[Paper] Systematic Evaluation of Black-Box Checking for Fast Bug Detection

Published: 1 week ago (December 8, 2025 at 06:10 AM EST)

4 min read

Source: arXiv

Source: arXiv - 2512.07434v1

Overview

The paper presents the first large‑scale, systematic study of Black‑Box Checking (BBC) – a technique that interleaves automata learning, model‑based testing, and model checking on every intermediate hypothesis. By evaluating BBC on 77 real‑world protocol and controller benchmarks, the authors show that it can uncover safety violations dramatically faster than traditional model‑based testing pipelines that only apply model checking at the end.

Key Contributions

Comprehensive empirical evaluation of BBC on a diverse set of 77 benchmark systems with known safety properties.
Quantitative evidence that BBC needs only ~3 % of the queries compared to a “learn‑then‑check” approach when the full model is learnable.
Demonstration that BBC remains effective even when the full model cannot be learned, detecting 94 % of safety violations in the challenging RERS 2019 industrial LTL suite.
Comparison with state‑of‑the‑art MBT algorithms, showing BBC’s superior ability to expose deep, hard‑to‑find bugs.
Open‑source implementation and a reproducible experimental setup for the community.

Methodology

Benchmark Selection – 77 systems drawn from real network protocol implementations and embedded controllers, each equipped with a set of safety properties expressed in LTL.
Black‑Box Checking Loop
- Active automata learning (e.g., L* or its variants) builds a hypothesis model from input/output queries.
- Model checking is run immediately on each hypothesis against the safety specifications.
- If a counterexample is found, it is turned into a concrete test case that is executed on the actual implementation, exposing a bug.

▶ _WORK ORDER A_
Edit the stretch of the paper summary from "Comprehensive empirical evaluation" through "deep, hard‑to‑find bugs." by replacing "safety violations" with "safety bugs", and write out the revised passage.
The paper summary and the listing that comes next are unrelated material.

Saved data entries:
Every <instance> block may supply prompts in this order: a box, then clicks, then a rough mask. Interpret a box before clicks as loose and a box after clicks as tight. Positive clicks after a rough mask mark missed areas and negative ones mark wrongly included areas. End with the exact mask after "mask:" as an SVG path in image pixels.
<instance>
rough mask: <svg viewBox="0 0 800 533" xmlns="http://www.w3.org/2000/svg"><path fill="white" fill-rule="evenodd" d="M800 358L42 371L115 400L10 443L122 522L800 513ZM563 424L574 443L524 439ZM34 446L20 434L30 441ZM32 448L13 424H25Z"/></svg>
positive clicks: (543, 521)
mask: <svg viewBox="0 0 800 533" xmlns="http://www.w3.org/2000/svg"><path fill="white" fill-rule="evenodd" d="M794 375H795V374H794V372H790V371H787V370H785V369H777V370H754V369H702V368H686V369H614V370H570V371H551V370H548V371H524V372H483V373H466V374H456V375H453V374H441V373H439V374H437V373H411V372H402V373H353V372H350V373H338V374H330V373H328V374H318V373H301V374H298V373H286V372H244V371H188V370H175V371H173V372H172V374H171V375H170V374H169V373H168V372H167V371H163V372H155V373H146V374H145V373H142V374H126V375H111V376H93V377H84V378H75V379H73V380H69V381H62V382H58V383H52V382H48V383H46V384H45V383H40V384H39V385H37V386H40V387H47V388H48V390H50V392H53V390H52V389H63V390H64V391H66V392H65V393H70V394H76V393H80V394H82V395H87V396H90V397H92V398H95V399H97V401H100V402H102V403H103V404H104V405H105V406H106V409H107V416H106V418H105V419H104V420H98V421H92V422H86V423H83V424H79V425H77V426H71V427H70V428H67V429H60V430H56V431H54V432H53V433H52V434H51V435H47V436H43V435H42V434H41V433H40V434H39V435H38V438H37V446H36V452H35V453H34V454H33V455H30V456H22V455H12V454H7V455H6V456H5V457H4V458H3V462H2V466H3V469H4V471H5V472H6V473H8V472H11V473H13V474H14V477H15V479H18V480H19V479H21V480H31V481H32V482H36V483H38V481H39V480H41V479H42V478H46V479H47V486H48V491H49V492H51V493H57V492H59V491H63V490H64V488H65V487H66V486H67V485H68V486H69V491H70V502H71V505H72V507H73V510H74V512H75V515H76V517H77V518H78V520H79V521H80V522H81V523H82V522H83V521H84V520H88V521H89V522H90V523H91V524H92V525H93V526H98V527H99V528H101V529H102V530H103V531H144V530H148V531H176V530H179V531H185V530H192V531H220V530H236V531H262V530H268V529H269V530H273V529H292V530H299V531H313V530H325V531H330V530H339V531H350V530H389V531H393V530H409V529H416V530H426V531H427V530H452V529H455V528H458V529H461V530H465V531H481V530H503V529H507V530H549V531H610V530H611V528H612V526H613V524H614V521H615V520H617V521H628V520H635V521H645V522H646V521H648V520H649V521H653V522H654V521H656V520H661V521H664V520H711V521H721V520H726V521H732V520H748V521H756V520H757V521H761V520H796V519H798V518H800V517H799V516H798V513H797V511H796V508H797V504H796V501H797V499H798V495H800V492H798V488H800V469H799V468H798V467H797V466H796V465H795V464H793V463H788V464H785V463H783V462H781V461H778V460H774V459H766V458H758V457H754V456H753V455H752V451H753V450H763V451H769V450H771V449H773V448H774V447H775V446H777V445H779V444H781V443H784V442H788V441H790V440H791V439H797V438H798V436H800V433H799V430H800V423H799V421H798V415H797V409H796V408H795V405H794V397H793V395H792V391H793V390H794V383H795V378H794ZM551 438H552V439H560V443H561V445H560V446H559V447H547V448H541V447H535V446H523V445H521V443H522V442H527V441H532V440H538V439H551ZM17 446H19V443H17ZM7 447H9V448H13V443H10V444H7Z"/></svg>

▶ _WORK ORDER B_
Reproduce without changes the stretch of the listing from its first line through the line containing "positive clicks: (543, 521)", both lines included.

▶ _REPLY A_
Comprehensive empirical evaluation of BBC on a diverse set of 77 benchmark systems with known safety properties.
Quantitative evidence that BBC needs only ~3 % of the queries compared to a “learn‑then‑check” approach when the full model is learnable.
Demonstration that BBC remains effective even when the full model cannot be learned, detecting 94 % of safety bugs in the challenging RERS 2019 industrial LTL suite.
Comparison with state‑of‑the‑art MBT algorithms, showing BBC’s superior ability to expose deep, hard‑to‑find bugs.

▶ _REPLY B_
Every <instance> block may supply prompts in this order: a box, then clicks, then a rough mask. Interpret a box before clicks as loose and a box after clicks as tight. Positive clicks after a rough mask mark missed areas and negative ones mark wrongly included areas. End with the exact mask after "mask:" as an SVG path in image pixels.
<instance>
rough mask: <svg viewBox="0 0 800 533" xmlns="http://www.w3.org/2000/svg"><path fill="white" fill-rule="evenodd" d="M800 358L42 371L115 400L10 443L122 522L800 513ZM563 424L574 443L524 439ZM34 446L20 434L30 441ZM32 448L13 424H25Z"/></svg>
positive clicks: (543, 521)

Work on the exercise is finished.